§ **Directions for this task**:
Report each line of the records below that contains the string "holding", copying every such line in full.
>> BEGIN Items
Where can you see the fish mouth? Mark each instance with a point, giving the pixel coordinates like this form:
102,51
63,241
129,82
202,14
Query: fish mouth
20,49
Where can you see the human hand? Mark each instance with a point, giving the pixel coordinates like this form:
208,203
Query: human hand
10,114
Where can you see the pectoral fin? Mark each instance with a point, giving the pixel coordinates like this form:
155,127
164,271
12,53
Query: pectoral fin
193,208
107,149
>> END Items
>> BEGIN Items
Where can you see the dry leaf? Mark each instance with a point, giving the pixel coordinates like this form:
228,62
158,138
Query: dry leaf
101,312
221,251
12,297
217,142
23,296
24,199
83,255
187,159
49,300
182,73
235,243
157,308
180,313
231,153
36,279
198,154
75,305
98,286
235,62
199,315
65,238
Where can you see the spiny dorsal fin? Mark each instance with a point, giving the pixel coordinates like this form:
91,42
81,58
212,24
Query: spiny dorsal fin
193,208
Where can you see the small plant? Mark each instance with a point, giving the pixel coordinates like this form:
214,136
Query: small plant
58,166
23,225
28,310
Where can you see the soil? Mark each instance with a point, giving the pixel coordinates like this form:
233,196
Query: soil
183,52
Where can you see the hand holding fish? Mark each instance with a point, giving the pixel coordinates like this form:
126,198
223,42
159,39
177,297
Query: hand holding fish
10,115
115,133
>> END Items
§ **Result of this exercise**:
Where can you see the hand holding fish? Mark each instance with a point, giving the pixel coordinates like this form:
Query: hand holding fish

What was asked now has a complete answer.